### INPUT MATERIAL
★ ★ ★

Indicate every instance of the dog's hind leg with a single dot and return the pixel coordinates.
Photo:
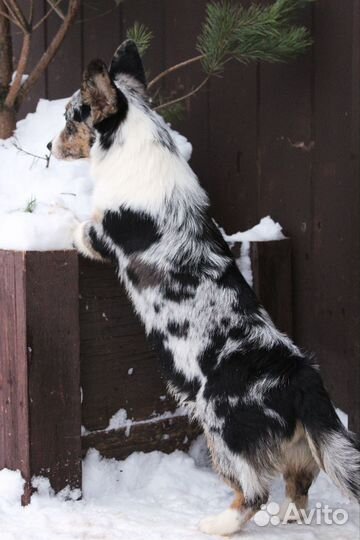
(249, 498)
(299, 471)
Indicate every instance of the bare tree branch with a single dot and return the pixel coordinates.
(10, 18)
(40, 22)
(20, 70)
(52, 49)
(17, 13)
(182, 98)
(175, 68)
(54, 4)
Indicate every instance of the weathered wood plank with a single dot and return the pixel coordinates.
(14, 402)
(232, 126)
(101, 34)
(164, 435)
(54, 366)
(334, 328)
(39, 367)
(118, 368)
(179, 21)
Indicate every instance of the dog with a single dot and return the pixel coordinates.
(260, 400)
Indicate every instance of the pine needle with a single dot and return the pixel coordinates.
(257, 33)
(141, 35)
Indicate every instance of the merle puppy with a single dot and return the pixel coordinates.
(260, 400)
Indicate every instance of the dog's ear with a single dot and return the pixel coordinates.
(127, 60)
(98, 91)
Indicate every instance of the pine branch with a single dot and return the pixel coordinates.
(48, 55)
(141, 35)
(175, 68)
(257, 33)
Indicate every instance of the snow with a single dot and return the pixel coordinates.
(150, 497)
(40, 205)
(265, 231)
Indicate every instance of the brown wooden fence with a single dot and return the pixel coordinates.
(281, 140)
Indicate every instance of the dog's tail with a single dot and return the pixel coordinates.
(335, 449)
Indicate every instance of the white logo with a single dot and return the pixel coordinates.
(269, 515)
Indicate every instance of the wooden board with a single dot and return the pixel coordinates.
(120, 371)
(39, 367)
(166, 435)
(118, 368)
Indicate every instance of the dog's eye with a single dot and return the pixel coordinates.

★ ★ ★

### TASK PROMPT
Each entry above should come back word for word, and no picture should come with it.

### SOLUTION TO THIS TASK
Indicate every instance of the dog's hind leg with a single dot and return the pixel coordinates.
Photo:
(249, 498)
(299, 471)
Indicate every instance of the bare tree branch with a single dot and return the pixel coordinates.
(10, 18)
(40, 22)
(20, 70)
(52, 49)
(17, 13)
(182, 98)
(175, 68)
(54, 4)
Indicate every instance of the weathered wood plank with a single dot and return the pixel coordinates.
(14, 402)
(232, 126)
(101, 34)
(164, 435)
(54, 366)
(334, 328)
(39, 367)
(118, 368)
(179, 21)
Indicate every instance of the dog with a single dot and return the pixel coordinates.
(260, 400)
Indicate every instance of the pine needle with a single dot and return the pixel coordinates.
(257, 33)
(141, 35)
Indicate every instance of the merle puppy with a single dot and return the pixel coordinates.
(260, 400)
Indicate every instance of the dog's ear with a single dot and return the pixel coordinates.
(127, 60)
(98, 91)
Indicate every instance of the pine branch with a single dot and return the pixel coordinates.
(48, 55)
(141, 35)
(175, 68)
(257, 33)
Indicate every instance of the snow with a single dot and return the pixel coordinates.
(150, 497)
(40, 205)
(265, 231)
Indicate every instance of the brown wooden fence with a single dot and return the pixel coordinates.
(281, 140)
Indicate every instance of the dog's tail with a single dot and return the pixel coordinates.
(335, 449)
Indicate every instance of the white logo with a single dot and return the pixel coordinates.
(269, 515)
Indicate every instance of the wooden board with a single dot and return the pixel coordinates.
(120, 371)
(39, 367)
(166, 435)
(118, 368)
Indicate every instance of the dog's eye with a single dot and return the pixel coordinates.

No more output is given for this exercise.